What is asked
Copy the records from the start through the line that contains "top-left (581, 158), bottom-right (640, 213)", changing "faucet spout" to "sink tap" and nothing else. Leave out the pictures.

Material for this task
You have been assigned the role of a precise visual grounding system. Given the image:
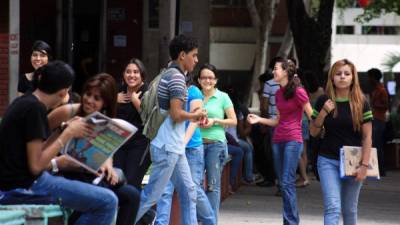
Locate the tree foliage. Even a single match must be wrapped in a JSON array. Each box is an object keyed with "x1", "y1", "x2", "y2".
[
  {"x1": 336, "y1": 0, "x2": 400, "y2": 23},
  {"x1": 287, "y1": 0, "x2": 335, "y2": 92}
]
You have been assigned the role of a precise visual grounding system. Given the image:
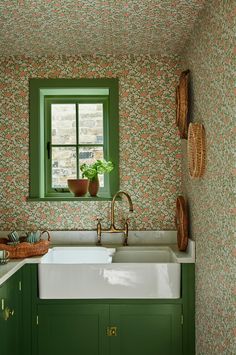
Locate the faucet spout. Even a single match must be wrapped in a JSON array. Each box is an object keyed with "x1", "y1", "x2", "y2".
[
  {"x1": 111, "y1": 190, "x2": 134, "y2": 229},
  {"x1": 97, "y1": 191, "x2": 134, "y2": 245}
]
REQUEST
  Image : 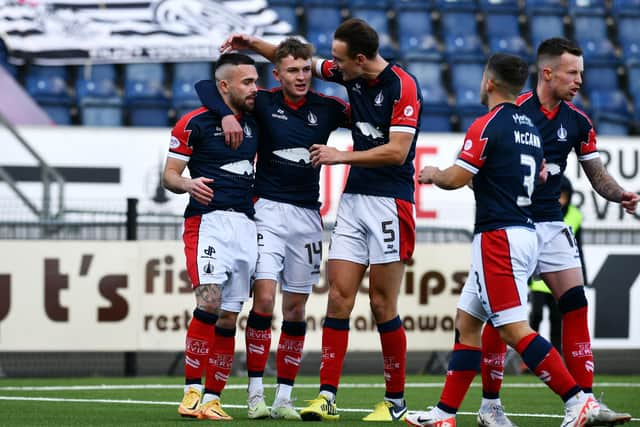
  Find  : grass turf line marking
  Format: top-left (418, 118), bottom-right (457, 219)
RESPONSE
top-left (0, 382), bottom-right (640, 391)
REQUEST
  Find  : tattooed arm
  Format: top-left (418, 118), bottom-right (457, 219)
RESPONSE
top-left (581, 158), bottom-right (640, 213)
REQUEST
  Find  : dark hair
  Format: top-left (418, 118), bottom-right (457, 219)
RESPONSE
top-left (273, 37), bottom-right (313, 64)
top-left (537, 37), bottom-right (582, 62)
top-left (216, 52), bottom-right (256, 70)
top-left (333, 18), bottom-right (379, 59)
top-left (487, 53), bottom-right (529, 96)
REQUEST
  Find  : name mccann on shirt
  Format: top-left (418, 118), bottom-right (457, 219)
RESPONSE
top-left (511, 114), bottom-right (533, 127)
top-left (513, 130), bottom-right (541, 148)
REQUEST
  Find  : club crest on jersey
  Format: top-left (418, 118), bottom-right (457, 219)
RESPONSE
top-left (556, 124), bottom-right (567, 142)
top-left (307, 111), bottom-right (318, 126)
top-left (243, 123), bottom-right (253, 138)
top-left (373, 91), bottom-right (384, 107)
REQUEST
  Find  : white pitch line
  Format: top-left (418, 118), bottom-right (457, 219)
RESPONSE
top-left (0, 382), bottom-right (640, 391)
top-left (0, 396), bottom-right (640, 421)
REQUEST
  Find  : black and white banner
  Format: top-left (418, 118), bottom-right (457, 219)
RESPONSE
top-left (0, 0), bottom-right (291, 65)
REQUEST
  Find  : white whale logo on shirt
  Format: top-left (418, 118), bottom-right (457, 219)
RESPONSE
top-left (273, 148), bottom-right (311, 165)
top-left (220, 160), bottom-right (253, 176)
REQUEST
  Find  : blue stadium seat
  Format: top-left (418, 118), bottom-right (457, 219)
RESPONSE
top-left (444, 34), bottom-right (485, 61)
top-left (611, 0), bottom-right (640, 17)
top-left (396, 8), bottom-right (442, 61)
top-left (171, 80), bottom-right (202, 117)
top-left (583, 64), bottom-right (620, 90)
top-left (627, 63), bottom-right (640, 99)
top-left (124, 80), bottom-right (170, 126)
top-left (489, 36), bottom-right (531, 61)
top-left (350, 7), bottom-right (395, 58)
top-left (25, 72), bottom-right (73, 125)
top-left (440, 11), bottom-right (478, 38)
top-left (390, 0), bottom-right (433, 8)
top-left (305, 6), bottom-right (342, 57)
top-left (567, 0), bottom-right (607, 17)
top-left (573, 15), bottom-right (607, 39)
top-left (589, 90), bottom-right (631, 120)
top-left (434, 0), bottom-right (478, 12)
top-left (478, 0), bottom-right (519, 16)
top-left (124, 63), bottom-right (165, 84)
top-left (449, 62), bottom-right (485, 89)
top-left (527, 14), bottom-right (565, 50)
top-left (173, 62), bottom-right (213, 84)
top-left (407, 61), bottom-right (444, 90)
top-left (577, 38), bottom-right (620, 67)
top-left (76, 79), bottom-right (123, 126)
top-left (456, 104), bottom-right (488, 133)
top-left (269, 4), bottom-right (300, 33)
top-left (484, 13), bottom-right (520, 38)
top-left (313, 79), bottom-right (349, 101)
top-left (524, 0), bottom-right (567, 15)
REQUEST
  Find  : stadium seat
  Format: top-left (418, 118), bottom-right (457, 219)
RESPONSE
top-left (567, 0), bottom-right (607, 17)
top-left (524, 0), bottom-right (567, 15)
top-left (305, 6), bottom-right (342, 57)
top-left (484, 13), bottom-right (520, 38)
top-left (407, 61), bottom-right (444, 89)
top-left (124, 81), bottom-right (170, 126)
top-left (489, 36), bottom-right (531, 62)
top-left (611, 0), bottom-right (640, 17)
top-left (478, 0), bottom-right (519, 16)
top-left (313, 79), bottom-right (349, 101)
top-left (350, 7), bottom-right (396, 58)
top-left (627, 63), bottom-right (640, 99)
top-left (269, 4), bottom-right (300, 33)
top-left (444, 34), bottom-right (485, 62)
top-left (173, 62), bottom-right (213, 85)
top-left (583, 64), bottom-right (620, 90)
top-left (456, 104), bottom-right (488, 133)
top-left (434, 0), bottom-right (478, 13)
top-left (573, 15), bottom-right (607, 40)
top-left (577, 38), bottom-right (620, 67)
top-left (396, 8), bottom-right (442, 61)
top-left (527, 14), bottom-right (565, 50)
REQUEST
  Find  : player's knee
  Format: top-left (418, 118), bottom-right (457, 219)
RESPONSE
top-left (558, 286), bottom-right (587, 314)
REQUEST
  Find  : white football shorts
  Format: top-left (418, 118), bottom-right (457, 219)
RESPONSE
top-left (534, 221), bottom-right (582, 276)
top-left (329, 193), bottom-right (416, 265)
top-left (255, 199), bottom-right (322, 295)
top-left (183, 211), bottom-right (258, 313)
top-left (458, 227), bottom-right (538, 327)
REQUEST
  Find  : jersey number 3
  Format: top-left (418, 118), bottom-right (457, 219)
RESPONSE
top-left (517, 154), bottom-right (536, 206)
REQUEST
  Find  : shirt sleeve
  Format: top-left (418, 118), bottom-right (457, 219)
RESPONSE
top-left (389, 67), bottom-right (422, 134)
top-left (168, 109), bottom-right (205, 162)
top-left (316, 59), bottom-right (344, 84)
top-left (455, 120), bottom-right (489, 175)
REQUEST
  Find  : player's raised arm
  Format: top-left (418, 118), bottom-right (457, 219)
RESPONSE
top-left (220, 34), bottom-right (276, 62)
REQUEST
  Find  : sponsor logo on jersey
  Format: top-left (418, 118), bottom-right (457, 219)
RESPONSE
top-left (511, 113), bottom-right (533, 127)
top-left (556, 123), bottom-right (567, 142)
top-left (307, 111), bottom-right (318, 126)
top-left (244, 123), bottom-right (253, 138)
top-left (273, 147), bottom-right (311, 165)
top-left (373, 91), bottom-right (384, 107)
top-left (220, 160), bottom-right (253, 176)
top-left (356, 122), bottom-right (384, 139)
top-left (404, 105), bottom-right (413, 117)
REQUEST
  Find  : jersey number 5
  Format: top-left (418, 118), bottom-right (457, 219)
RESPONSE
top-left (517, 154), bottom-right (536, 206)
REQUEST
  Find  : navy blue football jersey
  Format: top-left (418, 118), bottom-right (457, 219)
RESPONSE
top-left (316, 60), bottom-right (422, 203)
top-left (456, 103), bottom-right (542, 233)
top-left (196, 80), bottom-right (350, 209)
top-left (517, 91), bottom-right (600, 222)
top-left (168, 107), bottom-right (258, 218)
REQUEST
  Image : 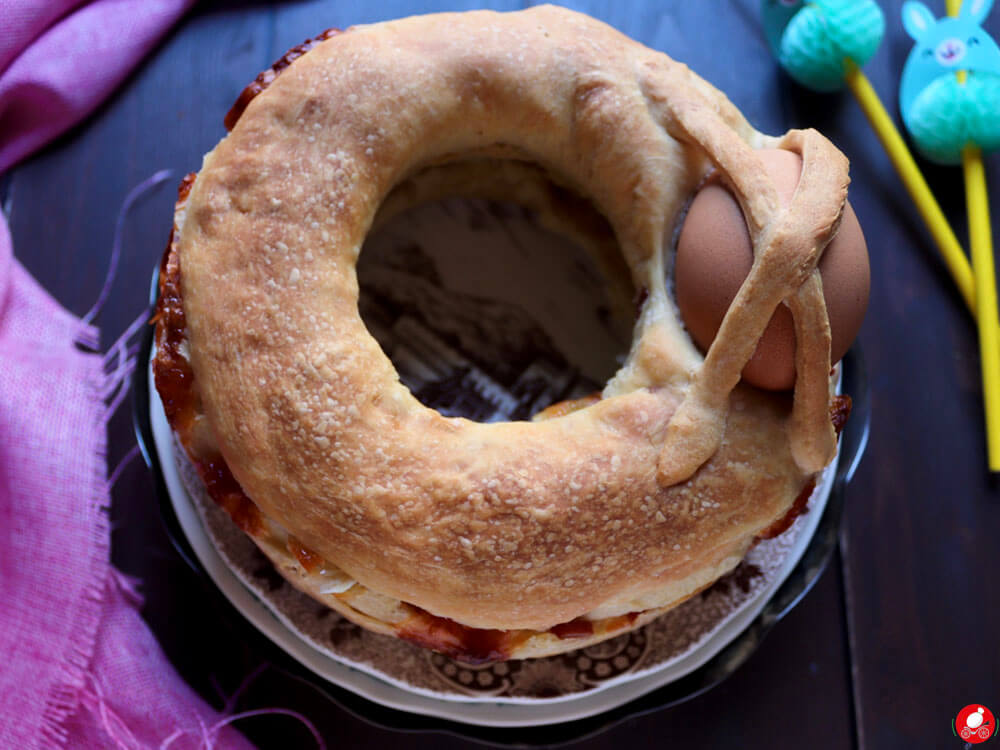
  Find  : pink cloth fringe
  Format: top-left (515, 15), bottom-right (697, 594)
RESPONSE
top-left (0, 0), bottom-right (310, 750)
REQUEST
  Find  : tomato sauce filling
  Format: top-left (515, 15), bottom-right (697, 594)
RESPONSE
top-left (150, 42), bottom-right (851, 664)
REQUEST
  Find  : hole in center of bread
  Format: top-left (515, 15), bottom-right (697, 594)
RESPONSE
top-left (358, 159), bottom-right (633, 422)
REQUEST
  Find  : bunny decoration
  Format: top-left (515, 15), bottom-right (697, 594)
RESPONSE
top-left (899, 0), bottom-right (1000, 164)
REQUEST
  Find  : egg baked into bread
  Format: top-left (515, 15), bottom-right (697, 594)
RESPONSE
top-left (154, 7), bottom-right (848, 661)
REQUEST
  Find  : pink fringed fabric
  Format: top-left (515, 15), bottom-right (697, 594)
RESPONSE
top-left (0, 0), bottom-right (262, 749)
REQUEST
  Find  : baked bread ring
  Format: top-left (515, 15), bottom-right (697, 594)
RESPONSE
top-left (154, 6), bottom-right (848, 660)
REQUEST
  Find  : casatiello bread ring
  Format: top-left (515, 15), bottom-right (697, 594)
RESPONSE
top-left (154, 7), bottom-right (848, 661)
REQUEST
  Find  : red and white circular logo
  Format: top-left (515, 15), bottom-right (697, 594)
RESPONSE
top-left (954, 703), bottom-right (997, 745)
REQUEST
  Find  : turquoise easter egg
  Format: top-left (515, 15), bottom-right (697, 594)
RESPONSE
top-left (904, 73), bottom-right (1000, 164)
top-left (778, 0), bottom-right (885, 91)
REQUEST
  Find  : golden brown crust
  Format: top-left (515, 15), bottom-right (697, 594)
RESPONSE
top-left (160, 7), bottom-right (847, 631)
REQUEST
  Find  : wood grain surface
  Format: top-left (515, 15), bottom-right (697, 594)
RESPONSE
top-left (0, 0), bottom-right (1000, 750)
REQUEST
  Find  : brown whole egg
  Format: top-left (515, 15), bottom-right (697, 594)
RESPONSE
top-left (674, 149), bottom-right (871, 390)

Task response
You have been assigned the role of a precise visual grounding system. Given the image:
Locate the tree foliage. Even a single match must be wrapped in a JSON array. Each box is an object keyed with "x1", "y1", "x2", "y2".
[
  {"x1": 336, "y1": 0, "x2": 400, "y2": 23},
  {"x1": 287, "y1": 0, "x2": 335, "y2": 92}
]
You have been assigned the role of a precise visual grounding system. Given the image:
Locate the sink tap. Even a single match must be wrapped in a JSON array. Each box is an object keyed with "x1", "y1", "x2", "y2".
[
  {"x1": 111, "y1": 190, "x2": 134, "y2": 229},
  {"x1": 97, "y1": 191, "x2": 134, "y2": 245}
]
REQUEST
  Image : 
  Find  : grass turf line marking
  Format: top-left (418, 118), bottom-right (457, 219)
RESPONSE
top-left (0, 382), bottom-right (640, 391)
REQUEST
  Find  : tattooed arm
  Format: top-left (418, 118), bottom-right (457, 219)
RESPONSE
top-left (581, 158), bottom-right (640, 213)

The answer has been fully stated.